▶ Problem requirements
Repeat the rows below, swapping each "drop a marker" for "place a pin" and leaving the rest untouched.

-- Start of Extracted material --

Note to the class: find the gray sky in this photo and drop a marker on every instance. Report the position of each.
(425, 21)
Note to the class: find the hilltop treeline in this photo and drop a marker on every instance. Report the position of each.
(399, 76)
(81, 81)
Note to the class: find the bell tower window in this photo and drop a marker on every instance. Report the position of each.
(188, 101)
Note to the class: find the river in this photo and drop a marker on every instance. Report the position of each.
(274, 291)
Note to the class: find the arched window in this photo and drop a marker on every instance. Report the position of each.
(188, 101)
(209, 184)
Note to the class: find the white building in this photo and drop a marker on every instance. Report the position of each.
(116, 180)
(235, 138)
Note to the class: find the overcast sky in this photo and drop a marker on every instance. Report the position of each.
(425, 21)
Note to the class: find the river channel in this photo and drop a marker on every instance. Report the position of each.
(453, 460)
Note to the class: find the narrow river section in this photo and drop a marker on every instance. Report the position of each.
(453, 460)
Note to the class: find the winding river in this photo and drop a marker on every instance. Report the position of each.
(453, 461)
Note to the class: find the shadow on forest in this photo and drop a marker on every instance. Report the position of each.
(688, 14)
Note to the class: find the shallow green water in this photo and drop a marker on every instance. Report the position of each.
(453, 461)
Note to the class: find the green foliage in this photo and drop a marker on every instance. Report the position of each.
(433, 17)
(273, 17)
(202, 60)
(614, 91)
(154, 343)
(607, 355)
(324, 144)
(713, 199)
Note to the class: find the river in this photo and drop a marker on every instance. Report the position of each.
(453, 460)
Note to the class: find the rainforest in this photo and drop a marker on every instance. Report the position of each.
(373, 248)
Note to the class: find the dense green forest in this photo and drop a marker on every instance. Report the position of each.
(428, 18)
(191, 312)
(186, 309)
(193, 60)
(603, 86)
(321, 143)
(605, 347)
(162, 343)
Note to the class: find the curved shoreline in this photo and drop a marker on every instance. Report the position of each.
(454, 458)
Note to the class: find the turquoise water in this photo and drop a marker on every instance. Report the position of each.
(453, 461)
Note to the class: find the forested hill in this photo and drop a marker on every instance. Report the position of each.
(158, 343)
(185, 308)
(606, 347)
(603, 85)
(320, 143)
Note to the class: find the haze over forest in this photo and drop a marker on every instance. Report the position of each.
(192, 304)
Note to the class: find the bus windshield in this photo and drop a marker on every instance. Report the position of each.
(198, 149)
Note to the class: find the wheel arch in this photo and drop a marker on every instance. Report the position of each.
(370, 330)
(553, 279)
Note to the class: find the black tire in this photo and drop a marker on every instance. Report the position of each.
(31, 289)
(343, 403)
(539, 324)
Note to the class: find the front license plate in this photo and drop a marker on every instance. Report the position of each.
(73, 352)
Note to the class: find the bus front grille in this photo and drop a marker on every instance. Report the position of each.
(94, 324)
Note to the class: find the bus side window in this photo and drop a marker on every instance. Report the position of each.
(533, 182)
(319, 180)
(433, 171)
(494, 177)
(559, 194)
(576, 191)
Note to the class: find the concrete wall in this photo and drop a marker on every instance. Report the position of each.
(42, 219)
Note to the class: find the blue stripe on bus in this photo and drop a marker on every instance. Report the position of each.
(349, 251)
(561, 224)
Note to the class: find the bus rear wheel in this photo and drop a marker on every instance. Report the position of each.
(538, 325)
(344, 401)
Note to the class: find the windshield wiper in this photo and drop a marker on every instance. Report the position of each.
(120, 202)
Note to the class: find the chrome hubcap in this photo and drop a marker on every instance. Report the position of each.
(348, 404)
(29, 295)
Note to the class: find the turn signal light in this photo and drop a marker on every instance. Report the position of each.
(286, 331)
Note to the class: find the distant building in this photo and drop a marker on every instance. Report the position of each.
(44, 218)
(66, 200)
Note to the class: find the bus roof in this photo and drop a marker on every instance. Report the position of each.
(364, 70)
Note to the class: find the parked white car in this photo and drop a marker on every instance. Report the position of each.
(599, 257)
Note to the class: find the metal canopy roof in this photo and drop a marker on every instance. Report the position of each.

-- End of Extracted material --

▶ Exercise result
Note to the class: find the gray sky in this photo and place a pin on every instance. Report the position of each.
(425, 21)
Note to the class: find the hilltop treeline in this photo and place a pin on every instance. Report the position of each.
(399, 76)
(81, 81)
Note to the class: find the bell tower window in this photo and place a pin on every instance. Report the position of each.
(188, 101)
Note to the class: find the river in this photo and place a pin on every instance. Report the position of each.
(274, 291)
Note to the class: find the arched window in this photo and place a pin on every instance. Report the position of each.
(188, 101)
(209, 184)
Note to the class: find the white building in this photo and place a pin on every instance. Report the position of each.
(116, 180)
(235, 138)
Note to the class: find the overcast sky in this photo and place a pin on every instance. Report the position of each.
(425, 21)
Note to the class: find the river channel in this photo and place a pin on every instance. Report the position of each.
(453, 460)
Note to the class: find the narrow river section in this photo and place a pin on every instance. Report the position of each.
(453, 460)
Note to the class: find the winding river in this photo and place a pin on every instance. Report the position of each.
(453, 461)
Note to the class: find the shadow on forest in this photo and place a pin on every instance. Report the position of each.
(688, 14)
Note to the class: find the shallow green water in this photo and place a pin on every instance. Report the position of each.
(453, 461)
Note to the class: find the green foliage in this photo and place a pin on every instance. Report the position of each.
(433, 17)
(273, 17)
(202, 60)
(614, 91)
(154, 343)
(607, 355)
(324, 144)
(713, 199)
Note to the class: find the river in this photo and place a pin on every instance. Report the position of each.
(453, 460)
Note to the class: find the rainforest in this photo and place a pin on every instance. Report the position of each.
(373, 248)
Note to the class: find the dense green forest in this photo and place a pin on every instance. Report the position of each.
(428, 18)
(191, 312)
(186, 309)
(193, 60)
(603, 86)
(321, 143)
(605, 347)
(162, 343)
Note to the class: find the curved shoreline in this photo and place a pin on every instance. Report the position of each.
(454, 458)
Note to the class: find the turquoise water in this photo and place a pin on every instance. Report the position of each.
(453, 461)
Note to the class: find the forested hill in this photo and place a pin on every instance. Report the position of each.
(158, 343)
(185, 308)
(606, 347)
(603, 85)
(320, 143)
Note to the class: find the haze over forest in this photo and place a pin on every instance. Report the position of each.
(192, 304)
Note to the class: find the bus windshield in this photo and place a pin on every instance. Report the position of each.
(198, 149)
Note to the class: find the wheel arch in this photo and place a pin on every instance. Report the position of each.
(370, 330)
(553, 279)
Note to the class: find the black tire in this photo and place a pin on every instance. Report the position of each.
(31, 289)
(343, 403)
(539, 324)
Note to the class: find the front license plate in this photo and place a pin on every instance. Report the position of each.
(73, 352)
Note to the class: find the bus front grille in this photo and place a pin on every instance. Report the position of each.
(94, 324)
Note to the class: find the bus side window in this photo and place a pin on every instance. Report the position of each.
(533, 182)
(319, 180)
(433, 171)
(494, 177)
(559, 194)
(576, 191)
Note to the class: find the concrete wall in this photo and place a pin on every instance. Report the position of each.
(42, 219)
Note to the class: find the blue stripe on bus in this photo and place a pin on every instance. Report the position of each.
(349, 251)
(561, 224)
Note to the class: find the bus rear wheel in this photo and place a pin on every instance. Report the position of each.
(538, 325)
(344, 401)
Note to the class: find the windshield wiper in this photo and place a pin on every instance. Report the position of each.
(120, 202)
Note to the class: find the chrome hubcap in this photo and place a pin on every instance. Report the position of each.
(348, 404)
(29, 295)
Note to the class: find the turn signal light in this photo and place a pin on every instance. Report the position of each.
(286, 331)
Note to the class: find the distant building in this photo and place a pin on every instance. Report the position of each.
(44, 218)
(66, 200)
Note to the class: find the bus roof in this photo and place a pin on every instance. Report the position of each.
(364, 70)
Note to the class: find the parked white car in this photo and place a pin on every instance. Report the position of each.
(599, 257)
Note to the class: find the metal canopy roof in this photo and place a pin on every instance. Report the position of each.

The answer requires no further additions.